A Remarkable Campaigner on Turning Her Own Adversity into Connected Triumph

I went from hiking with friends to life-threatening brain surgery in the space of 36 hours.

If I had been born an animal, I think I’d have been a workhorse. Yup. I’m strong, sturdy, and when others get sick, I stay stubbornly well.

That is until I was dumbstruck by a diagnosis of a Grade 4 brain tumor – think Senator McCain, British Baroness Tessa Jowell – in January 2016.

I went from hiking with friends to life-threatening brain surgery in the space of 36 hours. The exertion of the hike created pressure in my brain which, crowded by the tumor and inhibited from swelling due to the skull, caused a brain bleed. Which led to a seizure. A scan. A surgery. A diagnosis.

I live in New York, and am lucky enough to enjoy good medical coverage. In the city of shrinks, brains are well taken care of. There are a plethora of amazingly well qualified neuro-oncologists. I’m receiving the best treatment in the world.
···
- [WHAT YOU NEED TO DO]:
**A.** Can you give the brain tumor account again, starting at the words "If I had been" and stopping after "in the world.", with "workhorse" changed to "draft horse"?
**B.** How would you put this sentence from the brain tumor account into Spanish: "I live in New York, and am lucky enough to enjoy good medical coverage."
···
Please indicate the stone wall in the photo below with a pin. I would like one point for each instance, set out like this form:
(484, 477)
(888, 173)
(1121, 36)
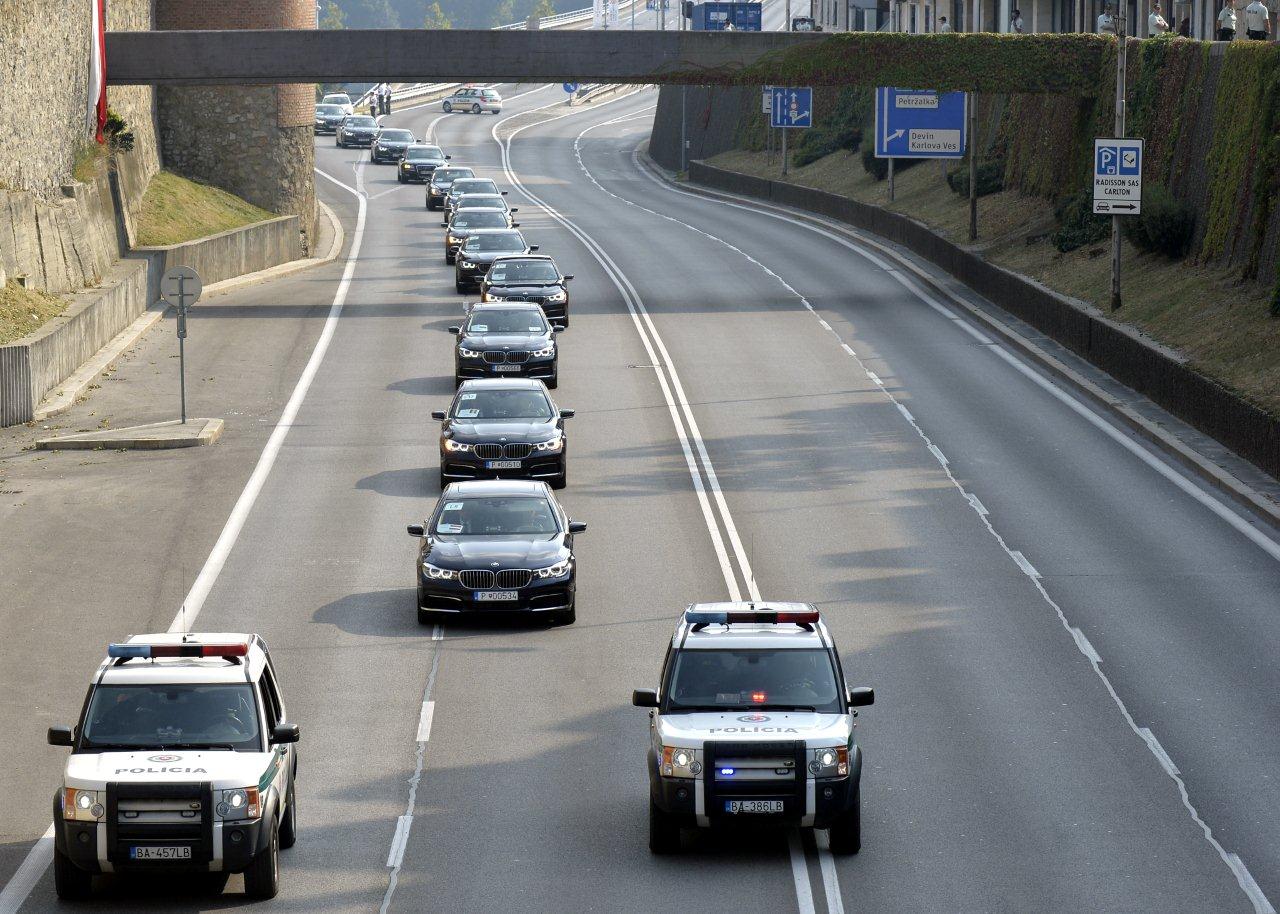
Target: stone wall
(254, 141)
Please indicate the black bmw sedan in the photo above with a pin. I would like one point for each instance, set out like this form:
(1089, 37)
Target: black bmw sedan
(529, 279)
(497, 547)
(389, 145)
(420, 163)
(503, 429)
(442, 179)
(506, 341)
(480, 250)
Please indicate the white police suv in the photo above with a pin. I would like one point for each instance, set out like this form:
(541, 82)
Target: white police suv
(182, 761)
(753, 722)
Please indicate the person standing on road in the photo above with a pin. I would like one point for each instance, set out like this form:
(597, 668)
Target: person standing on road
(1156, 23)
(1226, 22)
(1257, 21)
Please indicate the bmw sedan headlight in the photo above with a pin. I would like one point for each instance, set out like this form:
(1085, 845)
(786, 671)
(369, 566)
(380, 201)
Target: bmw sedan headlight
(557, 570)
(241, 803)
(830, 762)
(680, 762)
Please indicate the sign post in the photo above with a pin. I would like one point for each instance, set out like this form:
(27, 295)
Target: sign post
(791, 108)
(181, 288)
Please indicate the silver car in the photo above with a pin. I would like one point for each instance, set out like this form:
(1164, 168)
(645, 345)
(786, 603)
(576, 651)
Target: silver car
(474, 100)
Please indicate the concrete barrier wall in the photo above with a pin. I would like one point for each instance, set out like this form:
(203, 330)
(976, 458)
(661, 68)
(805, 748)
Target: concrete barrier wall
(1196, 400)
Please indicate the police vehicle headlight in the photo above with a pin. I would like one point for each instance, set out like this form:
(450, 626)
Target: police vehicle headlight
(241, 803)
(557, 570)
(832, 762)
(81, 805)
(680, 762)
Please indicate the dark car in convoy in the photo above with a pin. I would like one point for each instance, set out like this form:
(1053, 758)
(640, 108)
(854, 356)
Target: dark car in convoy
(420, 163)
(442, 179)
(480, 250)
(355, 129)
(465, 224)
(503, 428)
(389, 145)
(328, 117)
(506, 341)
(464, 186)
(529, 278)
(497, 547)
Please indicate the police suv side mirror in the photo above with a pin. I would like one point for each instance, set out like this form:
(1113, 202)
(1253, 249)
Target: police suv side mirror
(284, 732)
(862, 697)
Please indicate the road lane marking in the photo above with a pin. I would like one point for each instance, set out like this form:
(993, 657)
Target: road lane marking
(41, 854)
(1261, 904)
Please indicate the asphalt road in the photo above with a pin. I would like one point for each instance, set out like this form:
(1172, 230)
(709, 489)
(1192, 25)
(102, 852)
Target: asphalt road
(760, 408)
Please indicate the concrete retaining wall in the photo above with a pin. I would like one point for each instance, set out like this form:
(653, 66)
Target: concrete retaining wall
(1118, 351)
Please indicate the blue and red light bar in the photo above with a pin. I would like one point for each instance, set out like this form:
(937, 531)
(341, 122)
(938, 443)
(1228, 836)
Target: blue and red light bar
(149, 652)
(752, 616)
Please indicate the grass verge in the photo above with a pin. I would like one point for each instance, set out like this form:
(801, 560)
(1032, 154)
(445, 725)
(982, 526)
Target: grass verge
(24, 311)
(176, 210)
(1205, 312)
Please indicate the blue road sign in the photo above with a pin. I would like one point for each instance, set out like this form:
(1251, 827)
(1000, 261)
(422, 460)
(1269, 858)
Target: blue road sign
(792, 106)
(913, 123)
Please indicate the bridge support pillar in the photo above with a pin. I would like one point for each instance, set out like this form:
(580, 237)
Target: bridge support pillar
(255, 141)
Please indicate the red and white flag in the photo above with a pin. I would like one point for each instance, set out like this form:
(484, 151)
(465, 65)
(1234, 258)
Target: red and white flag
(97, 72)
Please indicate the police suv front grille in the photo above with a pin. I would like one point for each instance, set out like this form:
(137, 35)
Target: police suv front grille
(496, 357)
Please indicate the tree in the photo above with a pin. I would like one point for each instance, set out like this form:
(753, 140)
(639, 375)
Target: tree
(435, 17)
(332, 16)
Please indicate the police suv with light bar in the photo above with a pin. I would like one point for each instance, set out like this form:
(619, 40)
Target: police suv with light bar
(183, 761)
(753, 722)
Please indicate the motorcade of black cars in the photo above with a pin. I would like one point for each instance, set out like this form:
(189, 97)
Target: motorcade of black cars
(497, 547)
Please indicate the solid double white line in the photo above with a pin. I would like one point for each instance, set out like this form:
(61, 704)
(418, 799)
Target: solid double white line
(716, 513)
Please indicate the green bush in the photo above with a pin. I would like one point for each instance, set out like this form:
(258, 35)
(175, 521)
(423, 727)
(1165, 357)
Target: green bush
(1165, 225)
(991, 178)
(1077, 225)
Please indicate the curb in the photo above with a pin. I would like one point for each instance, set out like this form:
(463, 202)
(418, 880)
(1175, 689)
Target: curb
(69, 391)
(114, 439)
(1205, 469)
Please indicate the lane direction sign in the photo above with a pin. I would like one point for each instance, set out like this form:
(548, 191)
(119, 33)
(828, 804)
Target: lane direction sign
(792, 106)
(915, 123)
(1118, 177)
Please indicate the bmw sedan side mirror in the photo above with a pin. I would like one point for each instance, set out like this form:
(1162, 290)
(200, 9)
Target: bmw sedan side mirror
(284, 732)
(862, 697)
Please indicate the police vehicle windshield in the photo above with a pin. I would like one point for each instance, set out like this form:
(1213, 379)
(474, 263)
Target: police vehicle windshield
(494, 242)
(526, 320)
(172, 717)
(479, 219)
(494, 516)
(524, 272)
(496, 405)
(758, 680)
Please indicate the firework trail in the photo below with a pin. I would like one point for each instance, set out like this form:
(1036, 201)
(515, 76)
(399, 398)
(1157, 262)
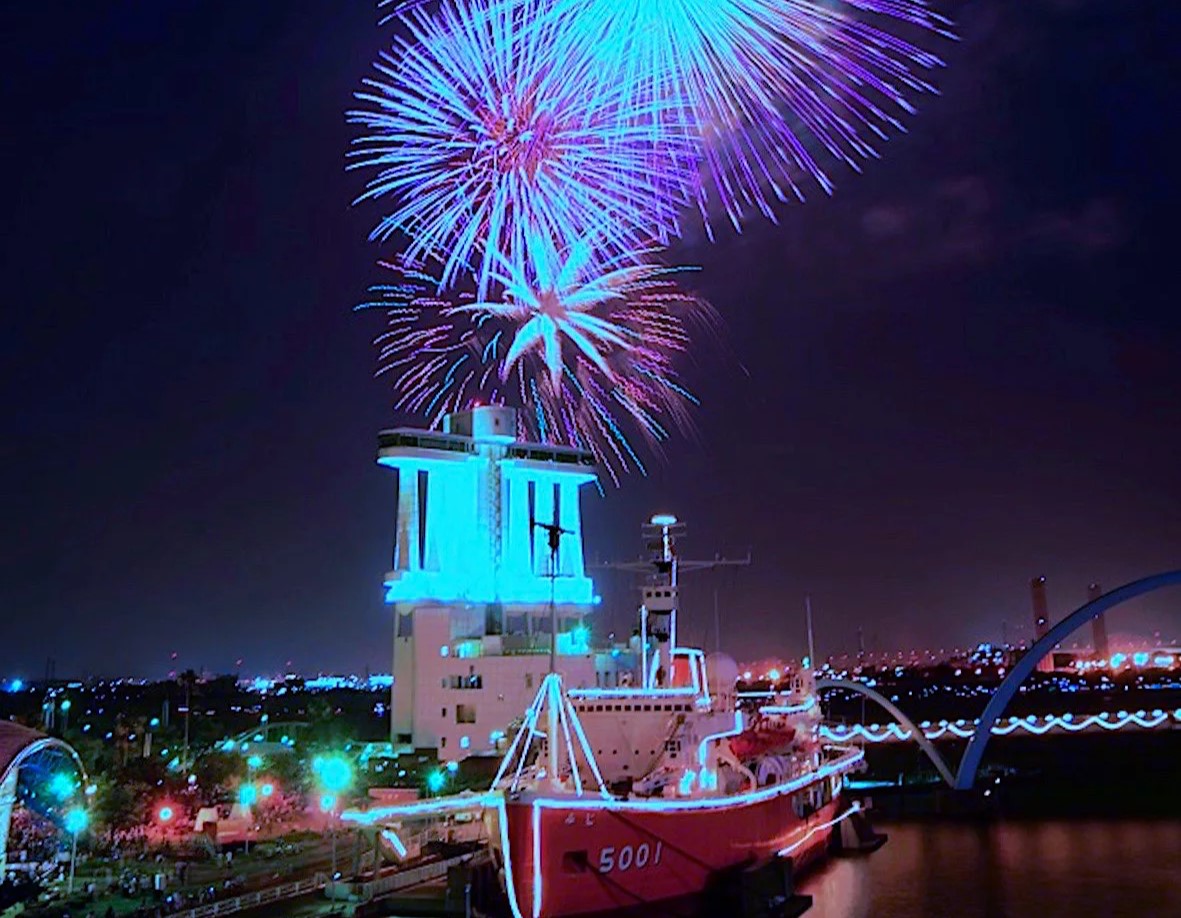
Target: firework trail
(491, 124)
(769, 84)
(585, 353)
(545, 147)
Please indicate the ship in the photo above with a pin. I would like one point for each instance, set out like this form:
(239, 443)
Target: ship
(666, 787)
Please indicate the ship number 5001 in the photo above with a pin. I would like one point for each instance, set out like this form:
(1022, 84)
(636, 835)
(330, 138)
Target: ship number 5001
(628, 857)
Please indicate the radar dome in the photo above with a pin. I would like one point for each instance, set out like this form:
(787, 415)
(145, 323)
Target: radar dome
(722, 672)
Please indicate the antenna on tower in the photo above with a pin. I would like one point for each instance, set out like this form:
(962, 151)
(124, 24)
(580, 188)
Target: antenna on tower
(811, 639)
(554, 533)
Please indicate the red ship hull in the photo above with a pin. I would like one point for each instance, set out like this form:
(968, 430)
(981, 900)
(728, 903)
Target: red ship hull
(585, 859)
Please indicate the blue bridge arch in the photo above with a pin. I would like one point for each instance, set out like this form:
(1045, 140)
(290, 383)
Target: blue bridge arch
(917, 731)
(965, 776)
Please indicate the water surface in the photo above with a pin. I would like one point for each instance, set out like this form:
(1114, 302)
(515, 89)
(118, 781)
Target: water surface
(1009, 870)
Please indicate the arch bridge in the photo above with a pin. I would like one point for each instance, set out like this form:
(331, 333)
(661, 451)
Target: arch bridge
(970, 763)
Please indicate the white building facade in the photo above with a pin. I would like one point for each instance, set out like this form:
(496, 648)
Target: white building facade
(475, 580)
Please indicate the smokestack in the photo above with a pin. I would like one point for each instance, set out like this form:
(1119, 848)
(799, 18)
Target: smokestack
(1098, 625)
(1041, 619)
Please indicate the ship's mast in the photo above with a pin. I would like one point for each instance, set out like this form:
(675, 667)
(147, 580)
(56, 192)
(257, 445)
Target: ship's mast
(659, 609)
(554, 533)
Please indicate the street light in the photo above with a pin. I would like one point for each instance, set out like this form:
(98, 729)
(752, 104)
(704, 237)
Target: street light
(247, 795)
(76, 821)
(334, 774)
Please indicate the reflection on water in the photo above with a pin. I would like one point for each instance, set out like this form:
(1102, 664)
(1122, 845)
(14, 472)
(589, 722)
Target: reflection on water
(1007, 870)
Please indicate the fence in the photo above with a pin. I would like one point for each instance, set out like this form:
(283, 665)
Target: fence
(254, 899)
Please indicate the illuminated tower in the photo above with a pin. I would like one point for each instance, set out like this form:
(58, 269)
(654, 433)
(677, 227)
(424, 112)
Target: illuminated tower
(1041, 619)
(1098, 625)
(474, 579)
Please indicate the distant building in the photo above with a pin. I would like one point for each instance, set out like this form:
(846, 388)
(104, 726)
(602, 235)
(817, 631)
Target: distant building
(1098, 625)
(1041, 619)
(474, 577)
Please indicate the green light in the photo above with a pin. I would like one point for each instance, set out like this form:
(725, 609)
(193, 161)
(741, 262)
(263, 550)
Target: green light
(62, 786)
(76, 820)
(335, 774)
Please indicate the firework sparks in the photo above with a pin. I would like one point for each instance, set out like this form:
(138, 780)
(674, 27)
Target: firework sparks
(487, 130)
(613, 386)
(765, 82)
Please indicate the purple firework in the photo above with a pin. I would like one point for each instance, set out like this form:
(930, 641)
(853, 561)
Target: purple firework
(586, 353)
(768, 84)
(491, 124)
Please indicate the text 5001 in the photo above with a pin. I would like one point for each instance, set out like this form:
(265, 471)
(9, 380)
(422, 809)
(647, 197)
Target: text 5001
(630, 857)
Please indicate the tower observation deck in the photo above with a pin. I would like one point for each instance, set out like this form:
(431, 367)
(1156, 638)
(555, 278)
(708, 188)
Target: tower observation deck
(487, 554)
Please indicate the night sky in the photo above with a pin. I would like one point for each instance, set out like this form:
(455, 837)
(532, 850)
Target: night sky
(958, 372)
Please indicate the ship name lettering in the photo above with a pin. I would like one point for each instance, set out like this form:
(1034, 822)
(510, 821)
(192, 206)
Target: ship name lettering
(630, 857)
···
- [RESULTS FOR THE EXERCISE]:
**A.**
If I had been born an animal, I think I’d have been a draft horse. Yup. I’m strong, sturdy, and when others get sick, I stay stubbornly well.

That is until I was dumbstruck by a diagnosis of a Grade 4 brain tumor – think Senator McCain, British Baroness Tessa Jowell – in January 2016.

I went from hiking with friends to life-threatening brain surgery in the space of 36 hours. The exertion of the hike created pressure in my brain which, crowded by the tumor and inhibited from swelling due to the skull, caused a brain bleed. Which led to a seizure. A scan. A surgery. A diagnosis.

I live in New York, and am lucky enough to enjoy good medical coverage. In the city of shrinks, brains are well taken care of. There are a plethora of amazingly well qualified neuro-oncologists. I’m receiving the best treatment in the world.

**B.** Vivo en Nueva York y tengo la suerte de contar con una buena cobertura médica.